» **WHAT IS NEEDED**
Copy out every line from the one containing "trace the outline of every instance of the blue" down to the one containing "(554, 112), (545, 112), (538, 114)]", both included, and shift each coordinate in the answer outlines by adding 6 to it.

» **RECORDS SHOWN**
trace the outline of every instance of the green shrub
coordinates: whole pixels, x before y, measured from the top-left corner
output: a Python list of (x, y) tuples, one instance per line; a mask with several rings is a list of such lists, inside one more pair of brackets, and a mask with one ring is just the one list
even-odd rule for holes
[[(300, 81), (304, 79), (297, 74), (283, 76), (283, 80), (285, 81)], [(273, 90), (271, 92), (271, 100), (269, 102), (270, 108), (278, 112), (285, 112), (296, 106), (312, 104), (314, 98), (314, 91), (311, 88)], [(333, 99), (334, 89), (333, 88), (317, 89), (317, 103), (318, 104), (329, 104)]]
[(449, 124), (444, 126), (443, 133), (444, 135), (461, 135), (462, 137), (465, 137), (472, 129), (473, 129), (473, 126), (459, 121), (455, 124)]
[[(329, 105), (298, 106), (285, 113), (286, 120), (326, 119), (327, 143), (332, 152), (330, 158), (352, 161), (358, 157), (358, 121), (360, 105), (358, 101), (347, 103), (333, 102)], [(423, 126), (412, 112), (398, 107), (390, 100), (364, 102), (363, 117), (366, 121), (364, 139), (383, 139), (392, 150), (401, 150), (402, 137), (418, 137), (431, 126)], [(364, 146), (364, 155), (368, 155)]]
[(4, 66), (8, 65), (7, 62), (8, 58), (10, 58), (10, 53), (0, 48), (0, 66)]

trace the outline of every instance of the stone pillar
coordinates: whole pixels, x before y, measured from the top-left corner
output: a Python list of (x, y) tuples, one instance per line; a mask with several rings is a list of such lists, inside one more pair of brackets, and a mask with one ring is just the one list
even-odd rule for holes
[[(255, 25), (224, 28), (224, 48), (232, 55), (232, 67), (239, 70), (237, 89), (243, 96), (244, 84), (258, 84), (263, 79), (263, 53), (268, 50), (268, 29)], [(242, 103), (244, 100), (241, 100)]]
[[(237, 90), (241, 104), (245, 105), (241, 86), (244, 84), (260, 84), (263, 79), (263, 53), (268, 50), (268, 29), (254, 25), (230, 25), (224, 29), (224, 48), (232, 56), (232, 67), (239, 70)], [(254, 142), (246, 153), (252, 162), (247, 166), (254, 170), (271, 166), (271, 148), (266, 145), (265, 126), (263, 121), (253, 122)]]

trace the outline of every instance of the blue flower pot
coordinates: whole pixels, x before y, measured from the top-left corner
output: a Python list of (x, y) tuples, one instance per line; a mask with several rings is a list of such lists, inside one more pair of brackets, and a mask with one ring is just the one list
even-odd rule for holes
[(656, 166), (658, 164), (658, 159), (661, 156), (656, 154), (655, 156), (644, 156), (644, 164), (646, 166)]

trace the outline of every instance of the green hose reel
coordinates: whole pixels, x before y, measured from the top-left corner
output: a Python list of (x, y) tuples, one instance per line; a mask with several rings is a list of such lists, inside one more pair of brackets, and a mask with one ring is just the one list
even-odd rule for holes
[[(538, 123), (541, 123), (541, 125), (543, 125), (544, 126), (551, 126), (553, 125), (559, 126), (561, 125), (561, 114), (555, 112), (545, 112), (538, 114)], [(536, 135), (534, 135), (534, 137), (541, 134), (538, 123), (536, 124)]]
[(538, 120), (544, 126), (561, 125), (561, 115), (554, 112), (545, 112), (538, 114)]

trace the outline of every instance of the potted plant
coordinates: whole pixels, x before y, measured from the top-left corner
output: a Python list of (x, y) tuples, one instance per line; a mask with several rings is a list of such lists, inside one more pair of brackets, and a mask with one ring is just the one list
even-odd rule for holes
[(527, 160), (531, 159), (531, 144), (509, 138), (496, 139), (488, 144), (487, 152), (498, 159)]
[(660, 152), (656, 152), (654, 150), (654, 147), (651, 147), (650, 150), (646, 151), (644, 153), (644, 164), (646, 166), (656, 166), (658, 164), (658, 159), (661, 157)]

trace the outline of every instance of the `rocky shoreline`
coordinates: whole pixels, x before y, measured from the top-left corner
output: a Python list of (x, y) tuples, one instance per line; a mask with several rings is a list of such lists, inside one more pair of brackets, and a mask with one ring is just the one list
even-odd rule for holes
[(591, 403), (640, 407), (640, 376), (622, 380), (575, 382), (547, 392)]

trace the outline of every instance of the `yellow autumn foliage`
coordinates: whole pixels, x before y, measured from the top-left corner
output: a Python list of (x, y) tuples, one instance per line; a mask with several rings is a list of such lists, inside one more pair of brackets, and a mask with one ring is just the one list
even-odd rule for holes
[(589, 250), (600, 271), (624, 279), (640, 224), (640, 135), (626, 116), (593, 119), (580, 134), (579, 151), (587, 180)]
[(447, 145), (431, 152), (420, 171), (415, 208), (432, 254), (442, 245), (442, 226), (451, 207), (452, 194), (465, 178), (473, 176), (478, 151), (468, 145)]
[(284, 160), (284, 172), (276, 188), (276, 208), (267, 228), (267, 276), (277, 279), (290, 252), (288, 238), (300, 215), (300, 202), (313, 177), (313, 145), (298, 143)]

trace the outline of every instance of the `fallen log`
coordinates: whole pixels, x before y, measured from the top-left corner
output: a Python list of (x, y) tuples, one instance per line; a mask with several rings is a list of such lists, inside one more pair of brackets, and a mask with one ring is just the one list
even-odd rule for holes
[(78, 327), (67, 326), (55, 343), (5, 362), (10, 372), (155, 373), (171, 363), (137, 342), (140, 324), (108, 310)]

» **SOLUTION BELOW**
trace the outline of every instance of the blue flower pot
coordinates: whole pixels, x before y, measured from the top-left corner
output: a Python list of (x, y) tuples, one instance per line; a mask with several rings is a list of such lists, inside one more pair of brackets, and a mask with one ring is just the one list
even-odd rule for holes
[(662, 172), (664, 170), (664, 165), (667, 162), (662, 160), (661, 162), (650, 162), (650, 170), (652, 172)]

trace the outline of every instance of the green hose reel
coordinates: whole pixels, x before y, measured from the top-left corner
output: a Python list of (x, y) tuples, one instance per line; a mask with several rings is a list of such lists, inside one more pair of brackets, and a mask with one ring is just the one list
even-odd rule for holes
[[(544, 129), (547, 129), (547, 131), (549, 131), (550, 132), (557, 132), (559, 131), (565, 132), (567, 131), (567, 120), (561, 118), (551, 118), (544, 120)], [(542, 141), (540, 141), (540, 143), (547, 140), (544, 129), (542, 130)]]
[(544, 126), (550, 132), (567, 131), (567, 121), (560, 118), (551, 118), (544, 120)]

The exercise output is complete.